• **Passage shown**
Begin
Cyber Defense: How to Protect Your Most Valued Digital Assets in 2016

Posted by Steve Gottwals, Technical Director of Security Solutions, Adobe Systems Federal

When people imagine government data breaches and threats, most envision the exaggerated Jack Bauer-style scenario: a secret group of 16-year-old genius hackers in a warehouse overseas, planning the next expose of some government scandal; or a terrorist group plotting an attack.

But in reality, in the public sector, the most common cause of data loss and security incidents is from employees on the inside.

According to the 2016 Data Breach Investigations Report, 66 percent of all security incidents in the public sector occurred from miscellaneous errors, insider and privilege misuse, and physical theft and loss. This can include an employee innocently failing to dispose documents correctly, losing a laptop during travels, or even intentionally taking confidential information for personal use and monetary gain.

This is not to say there aren’t millions of malicious foreign attacks as well – cyberattacks are constant and the U.S. holds the seat as the world’s number one target year over year. The State of Utah alone receives 20 million attacks per day, and the Pentagon reports seeing 10 million a day.

Cybersecurity remains one of our nation’s top priorities in protecting the freedom and safety of our people. As security professionals, we need to help guard our data from the simplest in-house misplacements of data, to the external malware threats from the world’s leading hackers.

Let’s start with the four steps government agencies can take in-house to help create a stronger line of defense from unknown cyber threats:

  1. Know What Data to Protect

We all create or interact with documents that need to be consumed, collaborated on and shared. But which are sensitive, who should have the right to access what documents, and what are the different security levels we can implement?
End
• **Records**
Begin
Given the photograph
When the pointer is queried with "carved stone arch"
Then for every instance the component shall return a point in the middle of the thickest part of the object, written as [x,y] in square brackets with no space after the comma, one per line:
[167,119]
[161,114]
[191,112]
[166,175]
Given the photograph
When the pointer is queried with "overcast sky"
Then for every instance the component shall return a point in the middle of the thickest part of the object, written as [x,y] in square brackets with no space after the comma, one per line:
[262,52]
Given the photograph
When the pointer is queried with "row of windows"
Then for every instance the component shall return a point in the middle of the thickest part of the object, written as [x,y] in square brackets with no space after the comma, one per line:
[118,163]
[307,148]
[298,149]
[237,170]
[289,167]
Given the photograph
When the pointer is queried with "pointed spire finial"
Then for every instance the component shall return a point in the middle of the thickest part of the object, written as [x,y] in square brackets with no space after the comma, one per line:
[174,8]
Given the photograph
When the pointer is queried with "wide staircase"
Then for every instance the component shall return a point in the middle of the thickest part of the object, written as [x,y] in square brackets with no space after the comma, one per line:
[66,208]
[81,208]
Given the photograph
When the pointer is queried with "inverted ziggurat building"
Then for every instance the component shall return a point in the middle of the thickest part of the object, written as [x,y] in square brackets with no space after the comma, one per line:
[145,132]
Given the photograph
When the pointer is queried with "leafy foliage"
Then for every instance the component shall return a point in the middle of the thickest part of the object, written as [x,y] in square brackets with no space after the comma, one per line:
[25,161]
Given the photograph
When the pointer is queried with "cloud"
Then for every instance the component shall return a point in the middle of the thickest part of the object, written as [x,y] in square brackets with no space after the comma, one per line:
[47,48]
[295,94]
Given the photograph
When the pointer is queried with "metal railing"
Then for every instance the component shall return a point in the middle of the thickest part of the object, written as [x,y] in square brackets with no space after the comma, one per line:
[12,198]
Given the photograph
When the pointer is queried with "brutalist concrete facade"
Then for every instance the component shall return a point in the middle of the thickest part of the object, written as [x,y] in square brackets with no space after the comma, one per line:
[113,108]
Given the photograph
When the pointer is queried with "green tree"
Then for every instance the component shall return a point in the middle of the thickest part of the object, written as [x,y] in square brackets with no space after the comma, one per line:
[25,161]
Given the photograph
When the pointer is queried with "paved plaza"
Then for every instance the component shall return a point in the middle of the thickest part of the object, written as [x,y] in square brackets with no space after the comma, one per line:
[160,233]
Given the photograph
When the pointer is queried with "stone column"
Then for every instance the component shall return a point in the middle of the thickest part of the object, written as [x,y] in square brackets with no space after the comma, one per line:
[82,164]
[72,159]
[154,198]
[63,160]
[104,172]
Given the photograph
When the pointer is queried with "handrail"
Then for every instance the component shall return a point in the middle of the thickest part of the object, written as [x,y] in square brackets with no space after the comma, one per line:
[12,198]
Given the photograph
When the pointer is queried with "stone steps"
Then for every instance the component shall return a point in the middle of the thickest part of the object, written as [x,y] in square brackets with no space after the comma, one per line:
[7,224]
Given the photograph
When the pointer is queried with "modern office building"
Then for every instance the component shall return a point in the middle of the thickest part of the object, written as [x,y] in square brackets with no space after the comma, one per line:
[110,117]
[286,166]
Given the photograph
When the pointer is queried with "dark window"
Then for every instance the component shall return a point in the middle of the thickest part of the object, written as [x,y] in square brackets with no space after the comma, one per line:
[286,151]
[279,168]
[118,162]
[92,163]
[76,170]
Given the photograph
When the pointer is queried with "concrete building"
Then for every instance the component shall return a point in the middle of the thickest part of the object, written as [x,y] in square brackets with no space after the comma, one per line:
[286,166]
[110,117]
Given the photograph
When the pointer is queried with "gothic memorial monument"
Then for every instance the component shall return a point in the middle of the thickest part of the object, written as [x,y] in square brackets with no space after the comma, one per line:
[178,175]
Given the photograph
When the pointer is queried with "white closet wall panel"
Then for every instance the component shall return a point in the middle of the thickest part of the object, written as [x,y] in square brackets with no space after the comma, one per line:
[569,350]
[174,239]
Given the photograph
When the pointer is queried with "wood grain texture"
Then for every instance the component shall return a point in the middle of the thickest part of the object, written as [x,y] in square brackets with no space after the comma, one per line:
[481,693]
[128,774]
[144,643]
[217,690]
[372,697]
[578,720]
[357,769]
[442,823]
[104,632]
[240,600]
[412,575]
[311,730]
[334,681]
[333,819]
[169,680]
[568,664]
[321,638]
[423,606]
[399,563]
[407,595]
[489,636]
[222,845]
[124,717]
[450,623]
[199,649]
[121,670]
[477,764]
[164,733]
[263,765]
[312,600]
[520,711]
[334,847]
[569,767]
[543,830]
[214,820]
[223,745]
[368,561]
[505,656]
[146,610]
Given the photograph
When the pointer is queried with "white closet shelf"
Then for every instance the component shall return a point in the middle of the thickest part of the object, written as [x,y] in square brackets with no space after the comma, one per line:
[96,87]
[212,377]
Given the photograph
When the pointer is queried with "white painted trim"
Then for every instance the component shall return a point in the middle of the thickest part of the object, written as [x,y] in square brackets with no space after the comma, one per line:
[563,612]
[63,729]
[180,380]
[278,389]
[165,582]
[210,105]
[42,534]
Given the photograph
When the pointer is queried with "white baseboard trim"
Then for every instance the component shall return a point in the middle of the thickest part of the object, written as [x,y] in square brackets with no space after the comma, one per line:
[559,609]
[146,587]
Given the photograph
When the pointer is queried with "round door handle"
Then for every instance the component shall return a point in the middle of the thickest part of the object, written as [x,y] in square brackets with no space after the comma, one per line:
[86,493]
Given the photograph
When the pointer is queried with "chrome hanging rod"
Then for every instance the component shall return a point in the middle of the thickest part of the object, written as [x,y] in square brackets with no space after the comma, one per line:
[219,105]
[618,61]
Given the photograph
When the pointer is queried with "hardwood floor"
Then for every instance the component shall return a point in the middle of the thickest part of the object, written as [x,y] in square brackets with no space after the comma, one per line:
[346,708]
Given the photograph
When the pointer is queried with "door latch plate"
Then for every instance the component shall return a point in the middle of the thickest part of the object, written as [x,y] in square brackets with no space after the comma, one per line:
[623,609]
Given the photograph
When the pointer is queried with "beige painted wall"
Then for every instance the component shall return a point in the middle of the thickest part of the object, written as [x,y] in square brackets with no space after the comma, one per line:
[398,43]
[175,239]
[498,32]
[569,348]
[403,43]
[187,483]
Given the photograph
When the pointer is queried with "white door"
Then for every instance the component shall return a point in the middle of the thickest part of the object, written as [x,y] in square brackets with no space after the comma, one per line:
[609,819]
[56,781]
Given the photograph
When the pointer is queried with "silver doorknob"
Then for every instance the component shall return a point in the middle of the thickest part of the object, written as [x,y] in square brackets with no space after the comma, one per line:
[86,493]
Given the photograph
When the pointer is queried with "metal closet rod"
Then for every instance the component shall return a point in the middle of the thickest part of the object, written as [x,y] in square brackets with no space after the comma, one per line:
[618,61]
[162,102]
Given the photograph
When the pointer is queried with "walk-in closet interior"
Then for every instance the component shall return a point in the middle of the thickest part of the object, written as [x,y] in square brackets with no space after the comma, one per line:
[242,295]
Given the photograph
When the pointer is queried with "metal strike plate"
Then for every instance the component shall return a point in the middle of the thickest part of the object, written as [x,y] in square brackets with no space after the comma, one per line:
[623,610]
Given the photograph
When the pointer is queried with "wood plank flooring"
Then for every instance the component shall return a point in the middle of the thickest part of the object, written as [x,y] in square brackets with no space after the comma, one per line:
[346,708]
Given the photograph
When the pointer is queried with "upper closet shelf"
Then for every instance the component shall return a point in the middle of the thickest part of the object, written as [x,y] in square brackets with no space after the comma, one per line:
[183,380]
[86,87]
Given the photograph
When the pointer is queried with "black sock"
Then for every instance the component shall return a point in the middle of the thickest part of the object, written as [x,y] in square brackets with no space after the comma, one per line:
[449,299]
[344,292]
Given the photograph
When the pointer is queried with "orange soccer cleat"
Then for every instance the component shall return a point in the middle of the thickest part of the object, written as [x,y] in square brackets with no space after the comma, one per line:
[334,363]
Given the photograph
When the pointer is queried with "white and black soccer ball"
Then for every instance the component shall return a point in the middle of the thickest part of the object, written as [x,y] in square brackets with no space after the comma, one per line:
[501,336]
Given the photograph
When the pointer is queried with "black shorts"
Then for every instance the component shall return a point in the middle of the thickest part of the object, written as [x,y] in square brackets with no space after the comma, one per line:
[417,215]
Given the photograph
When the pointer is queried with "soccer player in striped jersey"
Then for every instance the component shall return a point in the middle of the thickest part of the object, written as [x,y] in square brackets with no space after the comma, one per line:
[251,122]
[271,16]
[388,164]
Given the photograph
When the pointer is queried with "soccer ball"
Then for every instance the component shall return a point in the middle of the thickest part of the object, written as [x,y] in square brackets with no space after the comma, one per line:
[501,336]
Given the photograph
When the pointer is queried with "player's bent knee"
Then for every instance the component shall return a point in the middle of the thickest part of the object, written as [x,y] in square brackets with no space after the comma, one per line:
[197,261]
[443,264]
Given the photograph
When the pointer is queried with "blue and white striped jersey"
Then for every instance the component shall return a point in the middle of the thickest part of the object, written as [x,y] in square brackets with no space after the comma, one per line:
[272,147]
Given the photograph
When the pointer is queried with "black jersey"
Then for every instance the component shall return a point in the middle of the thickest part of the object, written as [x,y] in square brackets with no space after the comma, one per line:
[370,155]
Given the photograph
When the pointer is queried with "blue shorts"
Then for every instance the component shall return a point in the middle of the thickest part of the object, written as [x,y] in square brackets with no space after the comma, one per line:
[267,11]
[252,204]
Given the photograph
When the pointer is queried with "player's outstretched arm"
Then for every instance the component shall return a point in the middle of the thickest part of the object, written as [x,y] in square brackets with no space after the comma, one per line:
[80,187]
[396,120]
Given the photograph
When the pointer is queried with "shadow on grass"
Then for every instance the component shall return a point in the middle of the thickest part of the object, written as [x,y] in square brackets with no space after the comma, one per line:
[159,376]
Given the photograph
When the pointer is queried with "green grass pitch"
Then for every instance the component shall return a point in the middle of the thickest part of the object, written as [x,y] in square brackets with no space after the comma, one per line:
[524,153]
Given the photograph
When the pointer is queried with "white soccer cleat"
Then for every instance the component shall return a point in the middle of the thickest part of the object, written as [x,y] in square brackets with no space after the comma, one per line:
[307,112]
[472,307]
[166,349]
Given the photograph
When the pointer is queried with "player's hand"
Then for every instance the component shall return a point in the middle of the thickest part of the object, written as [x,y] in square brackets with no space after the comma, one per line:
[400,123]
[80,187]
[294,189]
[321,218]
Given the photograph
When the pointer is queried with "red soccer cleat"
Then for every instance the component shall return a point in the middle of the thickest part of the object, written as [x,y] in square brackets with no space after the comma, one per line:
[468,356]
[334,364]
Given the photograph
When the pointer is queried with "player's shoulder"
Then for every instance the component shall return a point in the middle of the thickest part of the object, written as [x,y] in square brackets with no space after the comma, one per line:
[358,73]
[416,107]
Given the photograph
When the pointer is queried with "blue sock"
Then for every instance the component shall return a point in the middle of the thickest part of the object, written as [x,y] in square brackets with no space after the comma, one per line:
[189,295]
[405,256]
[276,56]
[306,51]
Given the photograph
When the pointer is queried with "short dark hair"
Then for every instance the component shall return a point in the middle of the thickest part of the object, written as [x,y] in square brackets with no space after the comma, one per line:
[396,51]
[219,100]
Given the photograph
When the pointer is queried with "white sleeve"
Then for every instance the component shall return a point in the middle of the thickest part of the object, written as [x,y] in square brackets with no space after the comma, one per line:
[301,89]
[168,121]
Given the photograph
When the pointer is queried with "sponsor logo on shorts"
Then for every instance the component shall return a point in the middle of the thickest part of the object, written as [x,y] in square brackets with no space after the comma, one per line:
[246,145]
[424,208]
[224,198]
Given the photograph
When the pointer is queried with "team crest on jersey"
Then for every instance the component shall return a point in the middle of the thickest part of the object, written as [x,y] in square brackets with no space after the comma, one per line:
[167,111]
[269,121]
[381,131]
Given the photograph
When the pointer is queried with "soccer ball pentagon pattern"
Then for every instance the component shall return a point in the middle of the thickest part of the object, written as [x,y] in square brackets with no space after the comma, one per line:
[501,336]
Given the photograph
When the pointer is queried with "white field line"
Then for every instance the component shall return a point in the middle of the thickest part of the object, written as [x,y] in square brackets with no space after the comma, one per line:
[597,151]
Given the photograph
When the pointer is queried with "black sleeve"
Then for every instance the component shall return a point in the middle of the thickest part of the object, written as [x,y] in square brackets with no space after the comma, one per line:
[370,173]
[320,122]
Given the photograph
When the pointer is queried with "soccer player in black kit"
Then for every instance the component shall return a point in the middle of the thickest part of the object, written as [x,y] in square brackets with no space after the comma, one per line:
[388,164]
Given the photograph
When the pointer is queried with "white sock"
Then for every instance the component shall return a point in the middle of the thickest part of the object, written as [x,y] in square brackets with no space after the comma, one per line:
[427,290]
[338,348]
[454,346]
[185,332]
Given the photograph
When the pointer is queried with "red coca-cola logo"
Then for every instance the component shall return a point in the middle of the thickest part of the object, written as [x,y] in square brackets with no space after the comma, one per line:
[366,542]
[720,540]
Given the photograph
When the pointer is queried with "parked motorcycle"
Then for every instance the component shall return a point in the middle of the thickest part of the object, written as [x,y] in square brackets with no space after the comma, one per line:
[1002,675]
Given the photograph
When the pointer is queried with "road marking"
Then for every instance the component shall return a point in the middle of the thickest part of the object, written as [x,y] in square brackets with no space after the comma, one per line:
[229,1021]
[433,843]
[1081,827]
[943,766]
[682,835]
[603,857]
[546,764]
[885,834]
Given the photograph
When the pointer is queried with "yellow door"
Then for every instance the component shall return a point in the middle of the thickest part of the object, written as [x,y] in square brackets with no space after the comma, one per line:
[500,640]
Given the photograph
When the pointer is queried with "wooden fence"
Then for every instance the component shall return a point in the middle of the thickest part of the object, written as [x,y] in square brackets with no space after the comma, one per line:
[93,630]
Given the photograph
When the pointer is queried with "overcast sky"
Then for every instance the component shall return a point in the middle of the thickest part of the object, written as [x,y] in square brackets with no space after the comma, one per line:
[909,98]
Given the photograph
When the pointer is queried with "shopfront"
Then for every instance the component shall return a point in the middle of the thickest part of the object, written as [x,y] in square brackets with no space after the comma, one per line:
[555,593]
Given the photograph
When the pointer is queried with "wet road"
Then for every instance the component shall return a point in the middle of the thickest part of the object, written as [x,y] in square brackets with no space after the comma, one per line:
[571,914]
End
• **What is needed**
Update the cyber defense post, starting with "Posted by Steve" and going on through "plotting an attack.", with "warehouse" replaced by "basement".

• **Right answer**
Posted by Steve Gottwals, Technical Director of Security Solutions, Adobe Systems Federal

When people imagine government data breaches and threats, most envision the exaggerated Jack Bauer-style scenario: a secret group of 16-year-old genius hackers in a basement overseas, planning the next expose of some government scandal; or a terrorist group plotting an attack.